··· SELECTED TEXT

Re: Pure virtual functions and multiple inheritance

["Followup-To:" header set to comp.lang.c.]
Jeff Schwab <jeff@schwabcenter.com> wrote:


Yes, what? It is standard?


Virtual base classes are a complicated way to solve this. And also,
you are editing one of the original classes. B::f is now virtual,
and overrides the pure virtual A::f.

The virtual inheritance of A ensures that the C object gets only one A. Since
the object has only one A, and since it contains a B which seals the pure
virtual A::f with B::f, the C object has no pure virtuals.

This is like duct-tape.

(In some 13 years of commercial C++ development, I've yet to find use for a
virtual base class, and I'm not sure you understand what they are for).


See there is no reason for C now to inherit A directly, since it's
getting it from B. You can change this whole thing to:

  struct A { virtual void f() = 0; };
  struct B: public A { void f() { } };
  struct C: public B { };

Look ma, no virtual inheritance.


Yuck. Five years in the Java slammer for you!

But I know a good language lawyer who may be able to get you three.

······
··· GIVEN DATA

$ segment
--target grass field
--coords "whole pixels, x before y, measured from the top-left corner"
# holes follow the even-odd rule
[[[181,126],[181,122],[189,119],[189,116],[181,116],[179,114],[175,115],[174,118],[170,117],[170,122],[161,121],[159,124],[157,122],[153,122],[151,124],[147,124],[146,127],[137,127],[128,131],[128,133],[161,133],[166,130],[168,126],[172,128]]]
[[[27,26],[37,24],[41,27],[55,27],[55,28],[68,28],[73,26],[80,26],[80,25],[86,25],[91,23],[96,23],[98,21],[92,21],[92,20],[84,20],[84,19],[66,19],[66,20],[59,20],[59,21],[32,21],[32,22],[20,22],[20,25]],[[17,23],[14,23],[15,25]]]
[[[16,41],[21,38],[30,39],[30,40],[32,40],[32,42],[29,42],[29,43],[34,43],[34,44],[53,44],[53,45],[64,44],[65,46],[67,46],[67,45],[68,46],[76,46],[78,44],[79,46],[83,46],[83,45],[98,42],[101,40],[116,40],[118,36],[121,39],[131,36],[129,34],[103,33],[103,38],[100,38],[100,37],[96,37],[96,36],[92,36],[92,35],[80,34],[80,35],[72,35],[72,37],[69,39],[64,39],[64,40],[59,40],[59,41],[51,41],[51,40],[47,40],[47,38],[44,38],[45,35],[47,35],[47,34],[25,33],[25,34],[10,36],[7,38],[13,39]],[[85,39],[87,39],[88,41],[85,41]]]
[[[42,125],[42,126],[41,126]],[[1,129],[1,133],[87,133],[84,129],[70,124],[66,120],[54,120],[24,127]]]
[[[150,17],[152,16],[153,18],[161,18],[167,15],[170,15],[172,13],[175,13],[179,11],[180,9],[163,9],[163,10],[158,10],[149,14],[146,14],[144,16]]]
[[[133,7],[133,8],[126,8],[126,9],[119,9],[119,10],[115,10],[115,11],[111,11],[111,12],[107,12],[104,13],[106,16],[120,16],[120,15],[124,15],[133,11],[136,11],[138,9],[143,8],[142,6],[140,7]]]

······

§ SET TASKS:
**1)** Decide whether each statement agrees with the post on pure virtual functions, answering yes or no and quoting the words of the post that settle it. (a) The writer says B::f overrides the pure virtual A::f. (b) The writer reports having often used virtual base classes in commercial C++ work. (c) In the writer's rewritten version, C inherits from B.
**2)** Pick up the post on pure virtual functions at its last line and carry it on.
The data are separate from the post on pure virtual functions.

§ OUTPUTS BY TASK:
**1)**
(a) Yes: "B::f is now virtual, and overrides the pure virtual A::f."
(b) No: "I've yet to find use for a virtual base class"
(c) Yes: "struct C: public B { };"

**2)**
But at least this doesn't touch A and B. But note that instead
of this B_mixin implementing the override, C can just do it.

The above is a complicated way of doing this:

  struct A { virtual void f() =0; };
  struct B { void f() { } };
  struct C: public A, public B { void f() { B::f() } };

No mixin, no virtual bases. Keep it simple and stupid.

Also note that C doesn't actually solve any problem in your
above solution. So what we can do is simply drop C,
and rename B_mixin to C:

  struct A { virtual void f() =0; };
  struct B { void f() { } };
  // C was called B_mixin; original C gone
  struct C: virtual A, private B { void f() { B::f(); } };

Drop the virtual from virtual A, and you get the same thing
again.